## PAGE
· · · ·
FAQ
Hi there,
I know client can send "mapred.reduce.tasks" to specify no. of reduce tasks and hadoop honours it but "mapred.map.tasks" is not honoured by Hadoop. Is there any way to control number of map tasks? What I noticed is that Hadoop is choosing too many mappers and there is an extra overhead being added due to this. For example, when I have only 10 map tasks, my job finishes faster than when Hadoop chooses 191 map tasks. I have 5 slave cluster and 10 tasks can run in parallel. I want to set both map and reduce tasks to be 10 for max efficiency.

Thanks
Praveen

Search Discussions

  • David Rosenstrauch at Jun 20, 2011 at 7:39 pm

    On 06/20/2011 03:24 PM, praveen.peddi@nokia.com wrote:
    Hi there, I know client can send "mapred.reduce.tasks" to specify no.
    of reduce tasks and hadoop honours it but "mapred.map.tasks" is not
    honoured by Hadoop. Is there any way to control number of map tasks?
    What I noticed is that Hadoop is choosing too many mappers and there
    is an extra overhead being added due to this. For example, when I
    have only 10 map tasks, my job finishes faster than when Hadoop
    chooses 191 map tasks. I have 5 slave cluster and 10 tasks can run in
    parallel. I want to set both map and reduce tasks to be 10 for max
    efficiency.

    Thanks Praveen
    The number of map tasks is determined dynamically based on the number of
    input chunks you have. If you want fewer map tasks either pass fewer
    input files to your job, or store the files using larger chunk sizes
    (which will result in fewer chunks per file, and thus fewer chunks total).

    HTH,

    DR
  • Praveen Peddi at Jun 20, 2011 at 7:44 pm
    Hi David,
    I think Hadoop is looking at the data size, not the no. of input files. If I pass in .gz files, then yes hadoop is choosing 1 map task per file but if I pass in HUGE text file or same file split into 10 files, its choosing same no. of maps tasks (191 in my case).

    Thanks
    Praveen

    -----Original Message-----
    From: ext David Rosenstrauch
    Sent: Monday, June 20, 2011 3:39 PM
    To: mapreduce-user@hadoop.apache.org
    Subject: Re: controlling no. of mapper tasks
    On 06/20/2011 03:24 PM, praveen.peddi@nokia.com wrote:
    Hi there, I know client can send "mapred.reduce.tasks" to specify no.
· · · ·
## DATA SHOWN
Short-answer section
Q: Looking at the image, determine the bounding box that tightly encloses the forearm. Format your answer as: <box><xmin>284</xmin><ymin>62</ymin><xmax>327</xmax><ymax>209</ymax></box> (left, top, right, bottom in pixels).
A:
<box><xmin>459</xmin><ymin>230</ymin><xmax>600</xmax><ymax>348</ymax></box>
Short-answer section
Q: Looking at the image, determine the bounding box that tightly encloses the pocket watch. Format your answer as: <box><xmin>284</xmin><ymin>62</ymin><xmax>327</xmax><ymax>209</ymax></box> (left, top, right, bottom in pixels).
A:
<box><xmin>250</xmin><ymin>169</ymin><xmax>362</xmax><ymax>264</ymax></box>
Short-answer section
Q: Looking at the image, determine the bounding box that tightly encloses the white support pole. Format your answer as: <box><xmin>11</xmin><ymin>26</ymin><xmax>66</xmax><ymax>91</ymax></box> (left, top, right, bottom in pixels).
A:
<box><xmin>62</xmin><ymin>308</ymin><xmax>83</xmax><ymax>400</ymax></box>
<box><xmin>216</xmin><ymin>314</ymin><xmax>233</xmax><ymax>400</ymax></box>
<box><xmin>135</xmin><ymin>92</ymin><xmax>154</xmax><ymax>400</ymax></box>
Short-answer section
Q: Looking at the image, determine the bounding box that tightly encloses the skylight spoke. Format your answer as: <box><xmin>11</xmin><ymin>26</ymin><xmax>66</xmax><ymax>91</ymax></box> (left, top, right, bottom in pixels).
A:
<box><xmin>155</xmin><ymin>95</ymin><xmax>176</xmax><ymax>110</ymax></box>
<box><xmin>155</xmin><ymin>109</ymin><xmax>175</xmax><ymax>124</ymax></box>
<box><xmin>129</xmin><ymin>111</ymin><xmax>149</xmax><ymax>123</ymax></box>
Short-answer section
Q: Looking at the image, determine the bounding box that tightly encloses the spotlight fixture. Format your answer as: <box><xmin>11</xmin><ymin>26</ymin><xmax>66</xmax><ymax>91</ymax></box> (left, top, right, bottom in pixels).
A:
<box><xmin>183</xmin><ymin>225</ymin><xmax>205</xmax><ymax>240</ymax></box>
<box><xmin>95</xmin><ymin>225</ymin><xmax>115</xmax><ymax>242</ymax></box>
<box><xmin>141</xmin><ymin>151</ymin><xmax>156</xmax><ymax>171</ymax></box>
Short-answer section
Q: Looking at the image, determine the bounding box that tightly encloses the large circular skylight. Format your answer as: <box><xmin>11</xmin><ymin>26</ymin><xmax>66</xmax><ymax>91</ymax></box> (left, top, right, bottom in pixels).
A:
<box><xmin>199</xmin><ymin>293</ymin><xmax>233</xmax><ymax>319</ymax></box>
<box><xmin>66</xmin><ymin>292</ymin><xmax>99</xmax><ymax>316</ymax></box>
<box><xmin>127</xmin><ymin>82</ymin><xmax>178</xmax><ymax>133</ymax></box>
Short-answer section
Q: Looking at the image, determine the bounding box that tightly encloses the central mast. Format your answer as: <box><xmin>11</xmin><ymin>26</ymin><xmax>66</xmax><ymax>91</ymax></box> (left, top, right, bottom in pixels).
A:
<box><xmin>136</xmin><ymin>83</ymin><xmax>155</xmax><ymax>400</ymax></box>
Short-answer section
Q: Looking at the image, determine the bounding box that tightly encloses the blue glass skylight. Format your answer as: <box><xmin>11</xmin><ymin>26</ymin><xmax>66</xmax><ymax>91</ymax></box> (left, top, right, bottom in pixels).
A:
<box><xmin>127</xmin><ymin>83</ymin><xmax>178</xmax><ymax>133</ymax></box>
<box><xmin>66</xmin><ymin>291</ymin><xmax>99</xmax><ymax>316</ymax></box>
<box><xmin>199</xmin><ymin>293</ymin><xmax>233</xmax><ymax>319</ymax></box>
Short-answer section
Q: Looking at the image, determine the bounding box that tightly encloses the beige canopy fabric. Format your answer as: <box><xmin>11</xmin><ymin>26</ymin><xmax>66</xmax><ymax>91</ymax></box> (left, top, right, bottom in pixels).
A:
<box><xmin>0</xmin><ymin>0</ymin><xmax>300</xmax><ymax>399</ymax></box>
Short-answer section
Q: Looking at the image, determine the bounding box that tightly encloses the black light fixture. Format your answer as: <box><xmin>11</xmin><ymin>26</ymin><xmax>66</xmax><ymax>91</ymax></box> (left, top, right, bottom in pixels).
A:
· · · ·
## EXERCISE INSTRUCTIONS
1. Transcribe the thread on controlling the number of map tasks, from "Thanks Praveen" up to and including "fewer chunks total).".
2. Pick up the thread on controlling Hadoop map tasks where it stops and continue it.

## ANSWERS PER TASK
1.
Thanks Praveen
    The number of map tasks is determined dynamically based on the number of
    input chunks you have. If you want fewer map tasks either pass fewer
    input files to your job, or store the files using larger chunk sizes
    (which will result in fewer chunks per file, and thus fewer chunks total).

2.
    of reduce tasks and hadoop honours it but "mapred.map.tasks" is not
    honoured by Hadoop. Is there any way to control number of map tasks?
    What I noticed is that Hadoop is choosing too many mappers and there
    is an extra overhead being added due to this. For example, when I have
    only 10 map tasks, my job finishes faster than when Hadoop chooses 191
    map tasks. I have 5 slave cluster and 10 tasks can run in parallel. I
    want to set both map and reduce tasks to be 10 for max efficiency.

    Thanks Praveen
    The number of map tasks is determined dynamically based on the number of input chunks you have. If you want fewer map tasks either pass fewer input files to your job, or store the files using larger chunk sizes (which will result in fewer chunks per file, and thus fewer chunks total).

    HTH,

    DR
  • David Rosenstrauch at Jun 20, 2011 at 7:48 pm
    Yes, that is correct. It is indeed looking at the data size. Please
    carefully read through again what I wrote - particularly the part about
    files getting broken into chunks (aka "blocks"). If you want fewer map
    tasks, then store your files in HDFS with a larger block size. They
    will then get stored in fewer blocks/chunks, and will result in fewer
    map tasks per job.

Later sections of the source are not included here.